§ **WHAT TO PRODUCE**: Copy every line of the data, beginning at the line that contains "spot in the photo above." and ending after the final line. Offset each coordinate value in the answers by +74, and omit the pictures.

Records of labeled points
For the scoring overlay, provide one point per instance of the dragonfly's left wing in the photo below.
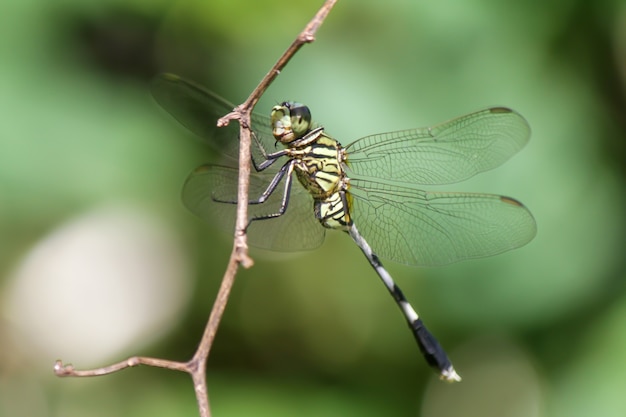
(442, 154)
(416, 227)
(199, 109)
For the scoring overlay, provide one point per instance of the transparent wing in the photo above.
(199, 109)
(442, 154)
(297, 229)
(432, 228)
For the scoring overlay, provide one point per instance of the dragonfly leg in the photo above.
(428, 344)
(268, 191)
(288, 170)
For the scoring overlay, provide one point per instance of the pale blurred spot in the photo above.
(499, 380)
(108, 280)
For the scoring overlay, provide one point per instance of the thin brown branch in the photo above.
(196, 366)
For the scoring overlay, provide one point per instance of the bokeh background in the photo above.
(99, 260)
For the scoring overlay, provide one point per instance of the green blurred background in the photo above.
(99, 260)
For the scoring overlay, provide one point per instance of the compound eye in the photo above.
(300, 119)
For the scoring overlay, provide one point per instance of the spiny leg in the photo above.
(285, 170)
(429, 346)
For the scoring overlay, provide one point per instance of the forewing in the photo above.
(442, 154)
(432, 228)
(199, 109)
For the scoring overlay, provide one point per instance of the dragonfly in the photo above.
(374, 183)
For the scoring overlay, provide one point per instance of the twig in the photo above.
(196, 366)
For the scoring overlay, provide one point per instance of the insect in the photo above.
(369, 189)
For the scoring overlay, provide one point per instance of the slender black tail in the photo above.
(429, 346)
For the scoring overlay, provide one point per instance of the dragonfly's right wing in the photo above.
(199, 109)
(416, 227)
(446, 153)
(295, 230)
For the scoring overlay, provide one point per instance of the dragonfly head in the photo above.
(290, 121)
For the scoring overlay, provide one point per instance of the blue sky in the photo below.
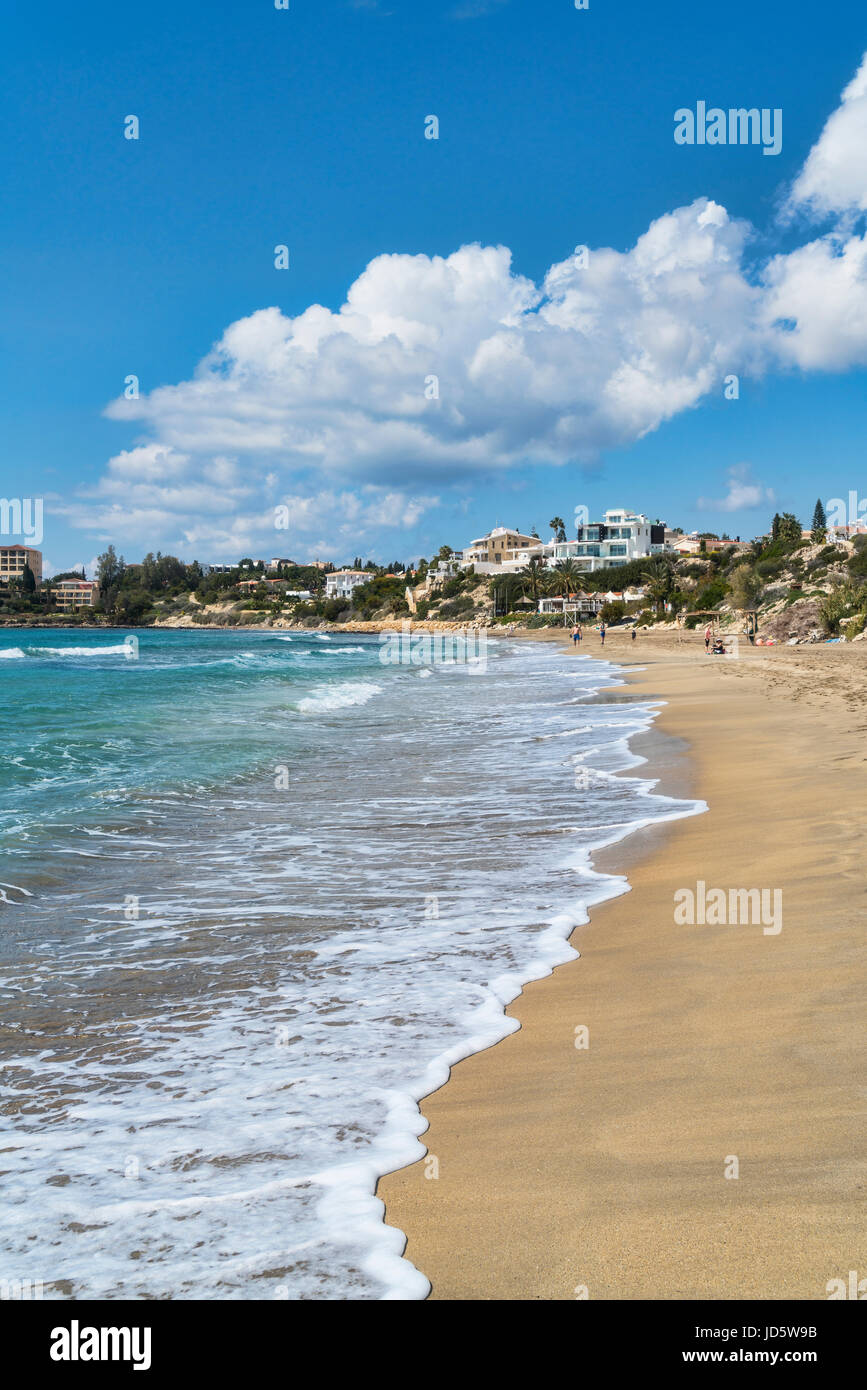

§ **WRITTEN REPLY**:
For the scoring overlay, provide one point per instance of the pale blurred spot in the photo above.
(573, 454)
(182, 354)
For the scoring overlay, provide one point per instance of the thin brown branch in the photo above.
(270, 440)
For the scoring overlay, provide one point per instance of the bokeh background in the photo above.
(173, 334)
For the scoring overlay, provide one point per instance of the green blurred background in the photo above.
(173, 334)
For the scoring overlay, provide one point per instance of the compound eye in the photo above.
(374, 193)
For the scoring overlay, provide one point per instance of the spiny leg in the photo above.
(359, 244)
(503, 420)
For the scoring overlay, provide one point per instance of the forewing in the photo above.
(516, 228)
(506, 302)
(273, 183)
For the scoring overlay, provide one point per instance of the dragonfly in the photo above.
(448, 257)
For the scoring overlay, provide one point per instance of the twig in the photo above.
(270, 440)
For the scoring overlay, provide one point per instance of the insect in the photo above.
(443, 263)
For the scoring overlay, provide one point per instance of the slender black tail in the photo above.
(503, 420)
For the scoring overlay, provide one point per instance of the dragonfly's right wing in the photo above.
(273, 183)
(490, 301)
(520, 227)
(369, 304)
For the scoring overlay, provide one point per instance of the dragonfly head in the photo above.
(364, 195)
For the scoring overlay, provide one point per instance of the blue sky in the photo below.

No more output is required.